* WORK INSTRUCTION *
Copy out all of the data below with no alterations.

Start of GIVEN INFORMATION

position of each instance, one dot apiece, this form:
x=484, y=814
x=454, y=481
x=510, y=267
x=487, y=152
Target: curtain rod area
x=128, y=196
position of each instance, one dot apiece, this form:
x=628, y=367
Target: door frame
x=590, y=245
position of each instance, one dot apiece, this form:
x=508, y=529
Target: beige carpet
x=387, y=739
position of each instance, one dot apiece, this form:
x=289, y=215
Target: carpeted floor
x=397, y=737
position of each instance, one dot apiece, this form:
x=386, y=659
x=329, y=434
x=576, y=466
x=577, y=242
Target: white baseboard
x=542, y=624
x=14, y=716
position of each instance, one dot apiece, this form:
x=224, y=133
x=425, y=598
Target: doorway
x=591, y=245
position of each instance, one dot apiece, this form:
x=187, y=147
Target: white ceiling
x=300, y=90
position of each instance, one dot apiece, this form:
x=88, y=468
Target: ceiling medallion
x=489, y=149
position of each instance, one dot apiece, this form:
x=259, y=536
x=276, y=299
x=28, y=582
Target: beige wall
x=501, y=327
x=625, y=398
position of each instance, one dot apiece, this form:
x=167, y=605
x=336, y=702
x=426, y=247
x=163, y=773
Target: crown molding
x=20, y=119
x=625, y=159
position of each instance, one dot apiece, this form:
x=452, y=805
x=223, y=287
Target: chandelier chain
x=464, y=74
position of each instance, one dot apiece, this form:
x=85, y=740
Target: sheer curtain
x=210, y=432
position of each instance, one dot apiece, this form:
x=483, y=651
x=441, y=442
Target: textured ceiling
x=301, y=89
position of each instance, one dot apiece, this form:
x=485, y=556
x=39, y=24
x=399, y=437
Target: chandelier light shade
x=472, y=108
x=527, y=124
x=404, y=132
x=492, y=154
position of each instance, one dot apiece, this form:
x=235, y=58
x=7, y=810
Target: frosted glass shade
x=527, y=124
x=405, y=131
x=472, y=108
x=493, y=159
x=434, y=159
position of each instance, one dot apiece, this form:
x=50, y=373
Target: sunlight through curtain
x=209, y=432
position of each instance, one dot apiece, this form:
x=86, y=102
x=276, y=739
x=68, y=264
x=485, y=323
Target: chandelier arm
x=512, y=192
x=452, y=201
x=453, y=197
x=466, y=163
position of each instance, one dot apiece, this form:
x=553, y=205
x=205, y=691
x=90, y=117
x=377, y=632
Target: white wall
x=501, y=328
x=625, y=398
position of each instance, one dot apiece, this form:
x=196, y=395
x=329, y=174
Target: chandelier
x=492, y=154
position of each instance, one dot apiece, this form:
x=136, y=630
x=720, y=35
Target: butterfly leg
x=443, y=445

End of GIVEN INFORMATION

* RESPONSE TO THIS TASK *
position of each instance, one dot apiece, this form:
x=484, y=814
x=454, y=481
x=510, y=267
x=487, y=152
Target: curtain rod area
x=128, y=196
position of each instance, one dot apiece, this form:
x=628, y=367
Target: door frame
x=590, y=245
position of each instance, one dot apiece, this form:
x=508, y=529
Target: beige carpet
x=387, y=739
position of each instance, one dot apiece, this form:
x=289, y=215
Target: carpeted floor
x=397, y=737
position of each instance, one dot apiece, this form:
x=386, y=659
x=329, y=434
x=576, y=466
x=577, y=242
Target: white baseboard
x=542, y=624
x=14, y=716
position of each instance, one dot apiece, this form:
x=224, y=133
x=425, y=598
Target: doorway
x=591, y=245
position of each instance, one dot apiece, this form:
x=187, y=147
Target: white ceiling
x=300, y=90
position of each instance, one dot apiece, this form:
x=88, y=468
Target: ceiling medallion
x=489, y=149
position of each instance, one dot apiece, this form:
x=259, y=536
x=276, y=299
x=28, y=582
Target: beige wall
x=501, y=327
x=625, y=398
position of each instance, one dot apiece, this form:
x=167, y=605
x=336, y=702
x=426, y=247
x=163, y=773
Target: crown molding
x=20, y=119
x=625, y=159
position of each instance, one dot apiece, this form:
x=452, y=805
x=223, y=287
Target: chandelier chain
x=464, y=74
position of each instance, one dot apiece, this form:
x=85, y=740
Target: sheer curtain
x=210, y=432
position of each instance, one dot apiece, this form:
x=483, y=651
x=441, y=442
Target: textured ceiling
x=301, y=89
position of each instance, one dot apiece, this form:
x=485, y=556
x=39, y=24
x=399, y=437
Target: chandelier light shade
x=472, y=108
x=527, y=124
x=404, y=132
x=492, y=154
position of each instance, one dot apiece, this form:
x=235, y=58
x=7, y=810
Target: frosted glass shade
x=527, y=124
x=405, y=131
x=472, y=108
x=493, y=159
x=434, y=159
position of each instance, one dot apiece, this form:
x=50, y=373
Target: sunlight through curtain
x=209, y=432
position of each instance, one dot apiece, this form:
x=86, y=102
x=276, y=739
x=68, y=264
x=485, y=323
Target: chandelier arm
x=512, y=192
x=452, y=201
x=453, y=197
x=466, y=163
position of each instance, one dot apiece, this form:
x=553, y=205
x=205, y=691
x=90, y=117
x=377, y=632
Target: white wall
x=501, y=328
x=625, y=398
position of each instance, one dot apiece, this form:
x=196, y=395
x=329, y=174
Target: chandelier
x=492, y=154
position of each instance, one dot apiece, this form:
x=136, y=630
x=720, y=35
Target: butterfly leg
x=443, y=445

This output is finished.